Document extract Block Start

Put another way, Turban has intellectual, professional, and financial conflicts of interest that prejudice his judgment on how best to treat youth experiencing issues with their bodies or sex. European health authorities are aware of this problem; that’s why they chose to commission their evidence reviews from clinicians and researchers not directly involved in gender medicine. For instance, England’s National Health Service appointed physician Hilary Cass to chair the Policy Working Group that would lead the investigation of its Gender Identity Development Service and its systematic reviews. The NHS explained that there was “evident polarization among clinical professionals,” and Cass was “asked to chair the group as a senior clinician with no prior involvement or fixed views in this area.”
Unfortunately, in the U.S., personal investment in gender medicine is often seen as a benefit rather than a liability. James Cantor, a psychologist who testifies in lawsuits over state age restrictions, emphasizes the difference between the expertise of clinicians and that of scientists. The clinician’s expertise “regards applying general principles to the care of an individual patient and the unique features of that case.” The scientist’s expertise “is the reverse, accumulating information about many individual cases and identifying the generalizable principles that may be applied to all cases.” Cantor writes:
In legal matters, the most familiar situation pertains to whether a given clinician correctly employed relevant clinical standards. Often, it is other clinicians who practice in that field who will be best equipped to speak to that question. When it is the clinical standards that are themselves in question, however, it is the experts in the assessment of scientific studies who are the relevant experts.

Document extract Block End
Collected data Block Start

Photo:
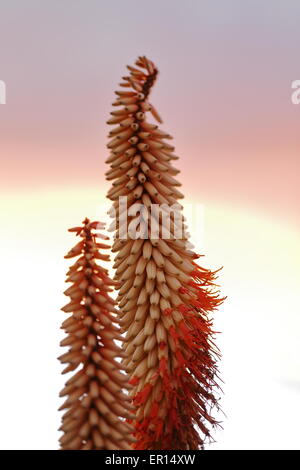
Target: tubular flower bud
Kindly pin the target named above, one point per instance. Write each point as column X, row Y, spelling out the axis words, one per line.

Collected data Block End

Continue the passage on expertise and conflicts of interest in gender medicine, picking up right after its final sentence.

» Response to this exercise:
The point is not that clinicians are never able to exercise scientific judgment. It’s that conflicts of interest for involved clinicians need to be acknowledged and taken seriously when “the clinical standards . . . are themselves in question.” Unfortunately, the American propensity for setting policy through the courts makes that task difficult. Judges intuitively believe that gender clinicians are the experts in gender medicine research. The result is a No True Scotsman argument wherein the more personally invested a clinician is (and the more conflict of interest he has as a result), the more credible he appears.
Last year, a federal judge in Alabama dismissed Cantor’s expert analysis of the research, citing, among other things, the fact that Cantor “had never treated a child or adolescent for gender dysphoria” and “had no personal experience monitoring patients receiving transitioning medications.” Turban’s deposition illustrates why this thinking is misguided. It is precisely gender clinicians who often seem to be least familiar, or at any rate least concerned, with subjecting their “expert” views to rigorous scientific scrutiny. It is precisely these clinicians who are most likely to be swimming in confirmation bias, least interested in the scientific method, and, conveniently, least concerned with evidence-based medicine.